++++ 阅读材料 ++++

HDU 3294 Girls‘s research(马拉车)

One day, sailormoon girls are so delighted that they intend to research about palindromic strings. Operation contains two steps:
First step: girls will write a long string (only contains lower case) on the paper. For example, “abcde”, but ‘a’ inside is not the real ‘a’, that means if we define the ‘b’ is the real ‘a’, then we can infer that ‘c’ is the real ‘b’, ‘d’ is the real ‘c’ ……, ‘a’ is the real ‘z’. According to this, string “abcde” changes to “bcdef”.
Second step: girls will find out the longest palindromic string in the given string, the length of palindromic string must be equal or more than 2.
Input
Input contains multiple cases.
Each case contains two parts, a character and a string, they are separated by one space, the character representing the real ‘a’ is and the length of the string will not exceed 200000.All input must be lowercase.
If the length of string is len, it is marked from 0 to len-1.
Output
Please execute the operation following the two steps.
If you find one, output the start position and end position of palindromic string in a line, next line output the real palindromic string, or output “No solution!”.
If there are several answers available, please choose the string which first appears.
Sample Input
b babd
a abcd
Sample Output
0 2
aza
No solution!

题意:
题目上说的很明确了　寻找最大回文串　就是一道马拉车的裸板子题　加上了一个字符的转换　按照所给的字符与字符a的差值来确定新的字符　这种字符串之间的转换可以很容易的完成　
建议诸如马拉车此类的优化算法　尽量使用scanf去控制输入　减少时间

如果对马拉车不太了解　请点击这里　一篇很精彩的博客

2020.5.22补充：
https://leetcode-cn.com/problems/longest-palindromic-substring/solution/zui-chang-hui-wen-zi-chuan-by-leetcode-solution/

视屏中对马拉车的解释从12:43开始，非常详细。

++++

小练习 A
找出记录里所有含有“water”这个词的行，一行不落地抄下来。

++++ 本题输入 ++++

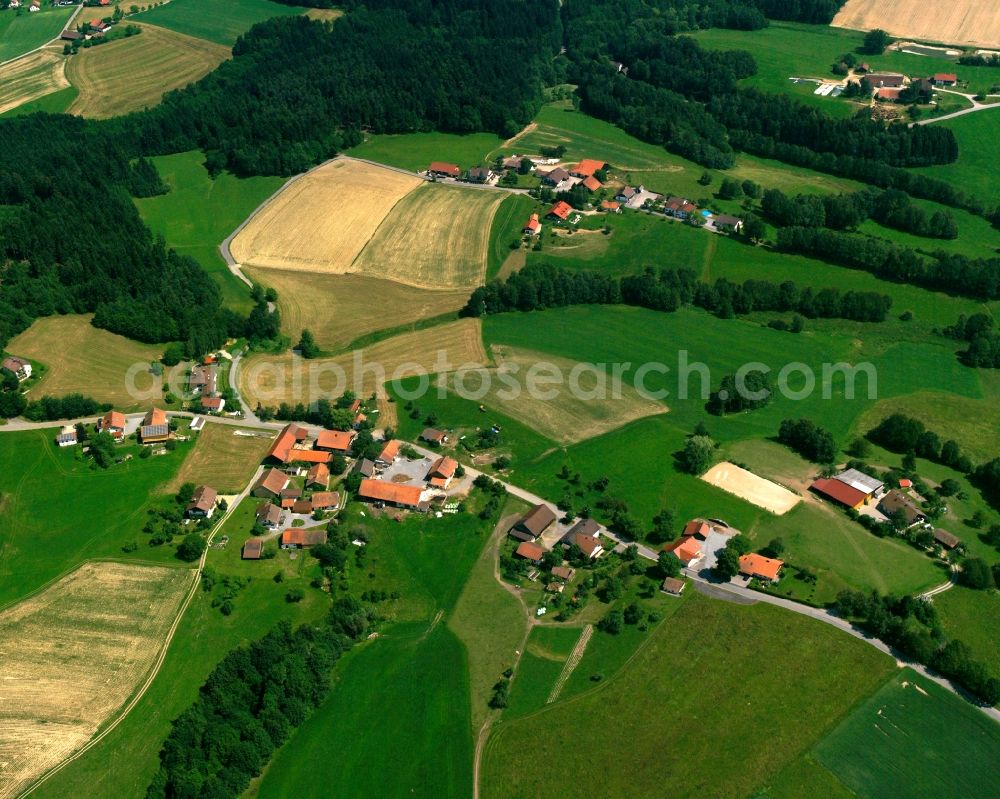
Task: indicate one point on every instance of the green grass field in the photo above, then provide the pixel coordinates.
(94, 514)
(198, 213)
(695, 694)
(220, 21)
(913, 739)
(415, 151)
(787, 49)
(21, 32)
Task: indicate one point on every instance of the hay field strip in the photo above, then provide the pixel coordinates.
(582, 406)
(755, 490)
(72, 655)
(82, 358)
(338, 309)
(134, 73)
(222, 459)
(959, 22)
(436, 237)
(272, 379)
(322, 221)
(31, 77)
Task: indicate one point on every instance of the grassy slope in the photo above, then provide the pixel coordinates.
(903, 743)
(22, 32)
(691, 696)
(414, 151)
(419, 701)
(56, 512)
(219, 21)
(198, 213)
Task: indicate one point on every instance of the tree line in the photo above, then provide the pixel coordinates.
(891, 208)
(978, 278)
(252, 702)
(540, 286)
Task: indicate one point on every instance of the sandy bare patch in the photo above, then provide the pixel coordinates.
(435, 237)
(72, 655)
(959, 22)
(755, 490)
(271, 380)
(322, 221)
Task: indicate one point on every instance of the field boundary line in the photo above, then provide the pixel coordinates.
(571, 663)
(161, 657)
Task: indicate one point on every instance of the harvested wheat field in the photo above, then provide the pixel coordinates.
(134, 73)
(80, 358)
(338, 309)
(224, 457)
(272, 379)
(31, 77)
(72, 655)
(755, 490)
(435, 237)
(322, 221)
(959, 22)
(585, 404)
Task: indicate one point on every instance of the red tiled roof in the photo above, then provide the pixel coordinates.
(530, 551)
(561, 209)
(337, 440)
(381, 491)
(839, 492)
(758, 566)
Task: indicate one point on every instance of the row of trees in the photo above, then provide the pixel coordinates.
(544, 286)
(251, 703)
(892, 208)
(978, 278)
(912, 626)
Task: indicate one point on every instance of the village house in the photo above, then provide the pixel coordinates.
(442, 472)
(686, 550)
(299, 538)
(380, 492)
(727, 224)
(561, 211)
(529, 551)
(839, 492)
(270, 484)
(212, 404)
(325, 500)
(433, 436)
(533, 523)
(946, 539)
(389, 453)
(586, 168)
(897, 502)
(252, 549)
(444, 170)
(112, 422)
(268, 514)
(335, 440)
(480, 174)
(318, 476)
(20, 367)
(202, 504)
(533, 226)
(202, 380)
(757, 566)
(155, 427)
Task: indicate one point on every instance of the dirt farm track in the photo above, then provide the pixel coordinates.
(969, 22)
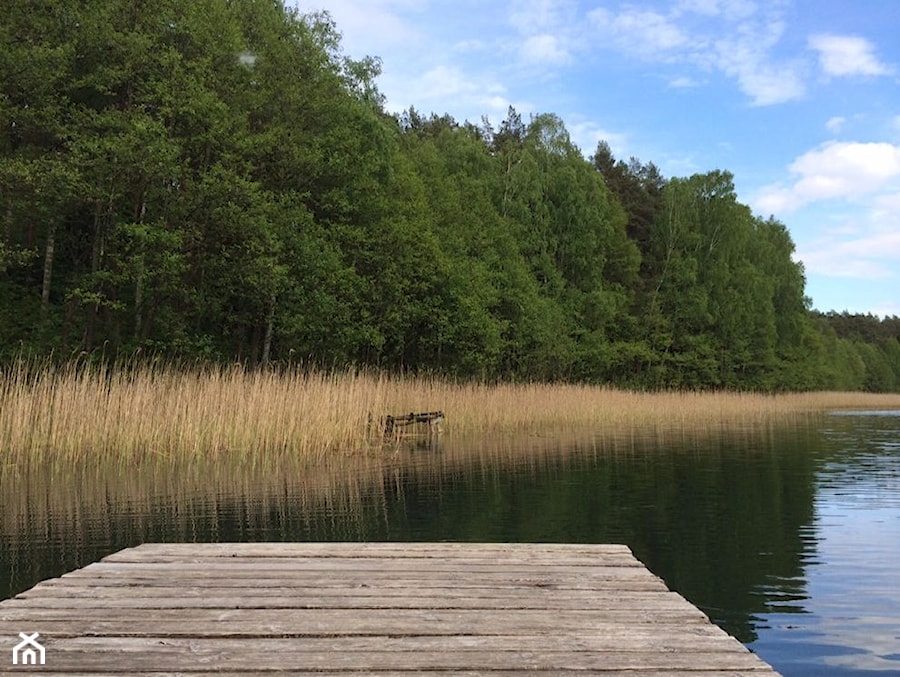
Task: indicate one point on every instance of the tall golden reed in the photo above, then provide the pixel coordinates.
(79, 412)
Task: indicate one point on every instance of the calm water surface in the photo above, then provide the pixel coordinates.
(789, 538)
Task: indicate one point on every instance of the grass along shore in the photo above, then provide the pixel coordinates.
(82, 413)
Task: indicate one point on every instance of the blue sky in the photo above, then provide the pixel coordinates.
(799, 99)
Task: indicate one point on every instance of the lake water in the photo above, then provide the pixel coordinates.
(789, 538)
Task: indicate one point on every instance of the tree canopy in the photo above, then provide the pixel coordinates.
(216, 180)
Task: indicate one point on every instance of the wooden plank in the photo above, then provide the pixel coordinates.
(354, 609)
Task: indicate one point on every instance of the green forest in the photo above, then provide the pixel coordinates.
(215, 180)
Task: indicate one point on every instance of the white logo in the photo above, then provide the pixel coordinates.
(28, 650)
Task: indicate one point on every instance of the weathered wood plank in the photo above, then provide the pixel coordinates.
(354, 609)
(243, 598)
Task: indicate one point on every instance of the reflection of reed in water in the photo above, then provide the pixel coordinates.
(255, 499)
(128, 415)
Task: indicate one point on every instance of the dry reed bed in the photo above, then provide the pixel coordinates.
(78, 413)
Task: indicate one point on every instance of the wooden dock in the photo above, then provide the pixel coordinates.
(368, 608)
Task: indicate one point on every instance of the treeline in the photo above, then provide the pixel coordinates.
(215, 180)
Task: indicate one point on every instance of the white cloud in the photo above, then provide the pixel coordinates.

++++

小练习 B
把上面阅读材料中以“Each case contains two parts”开头的那一段，改写成几条简短的要点，主要信息都要保留。

作答 A
Task: indicate one point on every instance of the calm water surface in the photo above, then provide the pixel coordinates.
Task: indicate one point on every instance of the lake water in the photo above, then provide the pixel coordinates.
Task: indicate one point on every instance of the reflection of reed in water in the photo above, then provide the pixel coordinates.

作答 B
- 每组数据分两部分：一个字符和一个字符串，中间隔一个空格。
- 这个字符代表真正的“a”。
- 字符串长度不超过 200000。
- 所有输入都必须是小写。